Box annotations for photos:

'''

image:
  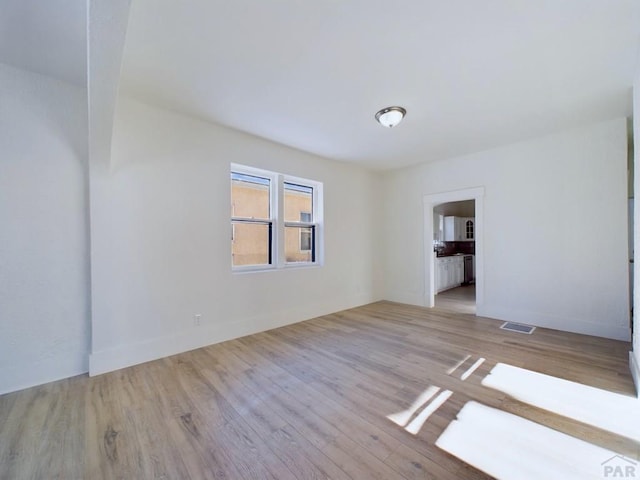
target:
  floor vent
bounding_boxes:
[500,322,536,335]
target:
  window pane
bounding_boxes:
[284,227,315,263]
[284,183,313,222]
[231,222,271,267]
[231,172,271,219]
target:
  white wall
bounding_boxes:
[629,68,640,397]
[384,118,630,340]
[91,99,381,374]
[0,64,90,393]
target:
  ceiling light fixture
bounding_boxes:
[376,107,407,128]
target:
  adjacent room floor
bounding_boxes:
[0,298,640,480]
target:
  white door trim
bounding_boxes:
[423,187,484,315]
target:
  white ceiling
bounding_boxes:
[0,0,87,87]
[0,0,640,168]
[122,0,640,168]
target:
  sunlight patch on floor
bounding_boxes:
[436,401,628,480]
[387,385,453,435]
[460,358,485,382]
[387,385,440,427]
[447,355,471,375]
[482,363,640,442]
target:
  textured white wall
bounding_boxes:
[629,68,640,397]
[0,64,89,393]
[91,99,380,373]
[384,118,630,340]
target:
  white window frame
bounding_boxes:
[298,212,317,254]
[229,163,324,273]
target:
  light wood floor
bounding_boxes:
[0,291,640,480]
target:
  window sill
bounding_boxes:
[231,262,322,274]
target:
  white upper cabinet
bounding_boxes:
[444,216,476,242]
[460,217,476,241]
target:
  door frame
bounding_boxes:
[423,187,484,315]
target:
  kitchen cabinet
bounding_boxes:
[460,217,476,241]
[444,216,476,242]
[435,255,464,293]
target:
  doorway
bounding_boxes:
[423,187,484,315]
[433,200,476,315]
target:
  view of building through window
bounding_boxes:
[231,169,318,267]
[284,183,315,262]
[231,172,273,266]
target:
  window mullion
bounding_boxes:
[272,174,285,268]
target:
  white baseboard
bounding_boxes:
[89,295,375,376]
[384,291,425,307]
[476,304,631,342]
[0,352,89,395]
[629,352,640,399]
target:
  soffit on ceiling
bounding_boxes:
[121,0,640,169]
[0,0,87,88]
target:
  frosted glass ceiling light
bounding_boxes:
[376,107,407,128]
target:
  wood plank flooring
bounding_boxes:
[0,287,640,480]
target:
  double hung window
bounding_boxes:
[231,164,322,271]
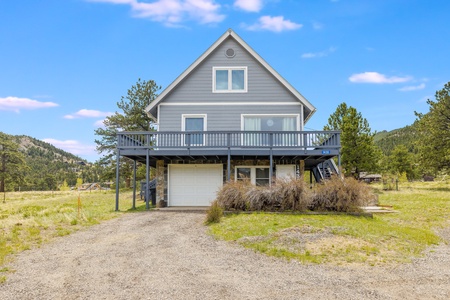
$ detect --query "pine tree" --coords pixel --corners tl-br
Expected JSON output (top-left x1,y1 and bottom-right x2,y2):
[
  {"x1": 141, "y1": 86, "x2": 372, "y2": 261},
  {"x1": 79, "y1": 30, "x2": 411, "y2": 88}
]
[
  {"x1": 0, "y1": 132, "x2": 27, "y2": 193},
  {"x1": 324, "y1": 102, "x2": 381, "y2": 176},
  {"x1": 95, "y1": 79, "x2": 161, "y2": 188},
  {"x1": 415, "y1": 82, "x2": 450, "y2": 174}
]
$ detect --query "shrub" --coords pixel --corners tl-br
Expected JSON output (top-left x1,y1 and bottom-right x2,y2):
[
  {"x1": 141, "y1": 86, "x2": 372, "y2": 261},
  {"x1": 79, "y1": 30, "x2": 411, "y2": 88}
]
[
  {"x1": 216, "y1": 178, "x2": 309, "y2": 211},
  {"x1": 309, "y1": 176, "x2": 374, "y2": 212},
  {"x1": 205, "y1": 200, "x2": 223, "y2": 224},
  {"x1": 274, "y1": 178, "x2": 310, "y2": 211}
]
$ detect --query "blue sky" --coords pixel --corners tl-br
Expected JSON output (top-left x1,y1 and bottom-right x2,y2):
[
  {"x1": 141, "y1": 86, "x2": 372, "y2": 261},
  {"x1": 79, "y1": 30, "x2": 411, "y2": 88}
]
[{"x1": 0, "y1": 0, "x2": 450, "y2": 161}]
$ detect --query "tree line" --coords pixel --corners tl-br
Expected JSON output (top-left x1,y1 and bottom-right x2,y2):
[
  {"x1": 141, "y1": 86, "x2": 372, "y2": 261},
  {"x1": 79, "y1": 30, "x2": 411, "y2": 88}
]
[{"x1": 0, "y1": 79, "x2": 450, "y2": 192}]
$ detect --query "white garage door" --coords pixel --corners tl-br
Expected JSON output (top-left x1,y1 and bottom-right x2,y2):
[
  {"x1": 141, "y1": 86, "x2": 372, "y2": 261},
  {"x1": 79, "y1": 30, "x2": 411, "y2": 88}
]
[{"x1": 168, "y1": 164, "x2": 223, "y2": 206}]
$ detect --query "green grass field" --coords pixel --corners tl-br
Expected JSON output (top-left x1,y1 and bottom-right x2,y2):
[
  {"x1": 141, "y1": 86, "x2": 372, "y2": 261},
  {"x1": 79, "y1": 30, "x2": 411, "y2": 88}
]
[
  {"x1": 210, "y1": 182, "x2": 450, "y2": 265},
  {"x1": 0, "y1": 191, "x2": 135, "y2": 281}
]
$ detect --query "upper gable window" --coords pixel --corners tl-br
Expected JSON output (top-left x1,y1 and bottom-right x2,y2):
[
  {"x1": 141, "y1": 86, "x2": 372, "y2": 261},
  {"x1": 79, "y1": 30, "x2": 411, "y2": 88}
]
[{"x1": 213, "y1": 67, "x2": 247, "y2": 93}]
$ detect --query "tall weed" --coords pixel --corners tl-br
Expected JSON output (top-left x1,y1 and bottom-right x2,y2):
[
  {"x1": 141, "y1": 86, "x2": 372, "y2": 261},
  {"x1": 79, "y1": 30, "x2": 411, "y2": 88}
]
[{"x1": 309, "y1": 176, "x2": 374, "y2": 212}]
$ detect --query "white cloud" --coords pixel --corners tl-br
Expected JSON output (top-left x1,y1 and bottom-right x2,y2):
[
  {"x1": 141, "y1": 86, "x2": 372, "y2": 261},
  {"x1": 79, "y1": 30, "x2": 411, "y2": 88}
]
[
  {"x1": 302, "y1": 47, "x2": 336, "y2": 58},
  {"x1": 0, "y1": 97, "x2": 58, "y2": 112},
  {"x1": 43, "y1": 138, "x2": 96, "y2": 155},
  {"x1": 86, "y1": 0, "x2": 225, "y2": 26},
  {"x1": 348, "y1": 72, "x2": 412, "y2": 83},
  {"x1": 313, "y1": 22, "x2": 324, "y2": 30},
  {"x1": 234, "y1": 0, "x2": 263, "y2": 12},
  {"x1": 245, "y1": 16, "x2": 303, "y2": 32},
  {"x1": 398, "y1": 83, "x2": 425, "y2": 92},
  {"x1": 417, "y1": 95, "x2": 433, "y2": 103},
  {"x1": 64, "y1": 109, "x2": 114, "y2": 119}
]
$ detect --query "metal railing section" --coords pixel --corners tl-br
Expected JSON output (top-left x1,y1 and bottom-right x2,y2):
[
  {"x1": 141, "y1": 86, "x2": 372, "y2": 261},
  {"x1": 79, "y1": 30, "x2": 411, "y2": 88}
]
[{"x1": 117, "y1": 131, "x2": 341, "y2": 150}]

'''
'''

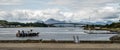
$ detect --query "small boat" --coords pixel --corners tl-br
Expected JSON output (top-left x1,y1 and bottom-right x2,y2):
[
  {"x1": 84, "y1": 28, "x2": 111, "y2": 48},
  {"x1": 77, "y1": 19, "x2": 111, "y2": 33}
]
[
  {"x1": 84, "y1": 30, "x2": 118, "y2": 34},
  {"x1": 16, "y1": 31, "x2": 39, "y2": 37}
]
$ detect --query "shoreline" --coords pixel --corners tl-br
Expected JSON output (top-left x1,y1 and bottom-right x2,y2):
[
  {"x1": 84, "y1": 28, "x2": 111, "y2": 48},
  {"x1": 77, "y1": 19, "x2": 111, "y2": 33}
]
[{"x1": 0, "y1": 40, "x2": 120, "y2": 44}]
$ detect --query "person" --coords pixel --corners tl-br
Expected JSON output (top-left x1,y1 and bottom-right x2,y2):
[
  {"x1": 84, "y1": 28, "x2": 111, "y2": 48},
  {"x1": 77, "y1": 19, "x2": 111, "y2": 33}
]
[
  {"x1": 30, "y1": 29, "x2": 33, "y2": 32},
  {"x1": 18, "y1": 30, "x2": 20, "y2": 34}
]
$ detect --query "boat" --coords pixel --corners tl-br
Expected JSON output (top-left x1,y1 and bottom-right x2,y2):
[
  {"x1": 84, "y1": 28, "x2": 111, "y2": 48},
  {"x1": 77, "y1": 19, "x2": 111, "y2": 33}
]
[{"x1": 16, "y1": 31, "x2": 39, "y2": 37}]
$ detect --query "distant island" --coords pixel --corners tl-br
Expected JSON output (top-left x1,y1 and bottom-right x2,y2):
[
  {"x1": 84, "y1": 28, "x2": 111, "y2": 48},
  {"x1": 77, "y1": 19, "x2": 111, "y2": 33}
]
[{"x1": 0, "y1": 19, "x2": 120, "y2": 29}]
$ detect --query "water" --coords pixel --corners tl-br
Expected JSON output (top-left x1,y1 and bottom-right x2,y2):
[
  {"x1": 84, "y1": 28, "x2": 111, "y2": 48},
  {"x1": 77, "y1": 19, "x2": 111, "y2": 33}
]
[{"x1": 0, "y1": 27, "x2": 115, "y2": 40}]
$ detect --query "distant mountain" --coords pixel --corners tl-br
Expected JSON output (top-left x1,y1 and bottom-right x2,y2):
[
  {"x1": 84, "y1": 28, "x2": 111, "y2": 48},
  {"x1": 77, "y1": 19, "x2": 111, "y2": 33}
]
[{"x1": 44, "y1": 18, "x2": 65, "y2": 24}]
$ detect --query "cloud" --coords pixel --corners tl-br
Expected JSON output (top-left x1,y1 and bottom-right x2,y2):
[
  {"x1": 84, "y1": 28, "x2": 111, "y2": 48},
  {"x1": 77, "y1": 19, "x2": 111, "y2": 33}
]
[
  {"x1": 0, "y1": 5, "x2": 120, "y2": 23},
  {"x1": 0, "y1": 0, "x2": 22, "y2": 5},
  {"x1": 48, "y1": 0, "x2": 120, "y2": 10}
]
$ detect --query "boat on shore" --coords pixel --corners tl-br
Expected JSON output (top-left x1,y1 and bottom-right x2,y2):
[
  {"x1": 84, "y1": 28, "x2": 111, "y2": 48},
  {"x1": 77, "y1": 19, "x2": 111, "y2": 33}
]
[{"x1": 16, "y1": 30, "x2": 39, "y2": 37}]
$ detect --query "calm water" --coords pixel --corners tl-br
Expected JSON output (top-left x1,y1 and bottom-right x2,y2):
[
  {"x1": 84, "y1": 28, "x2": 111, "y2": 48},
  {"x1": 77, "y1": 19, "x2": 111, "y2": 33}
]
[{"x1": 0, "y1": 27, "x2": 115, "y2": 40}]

'''

— TASK BRIEF —
Filter the data above, keeping only the lines that contain the string "window".

— TASK SOLUTION —
  window pane
  white window frame
  window sill
  view of building through window
  window mullion
  double hung window
$ detect --query "upper gable window" --coords pixel --corners tl-br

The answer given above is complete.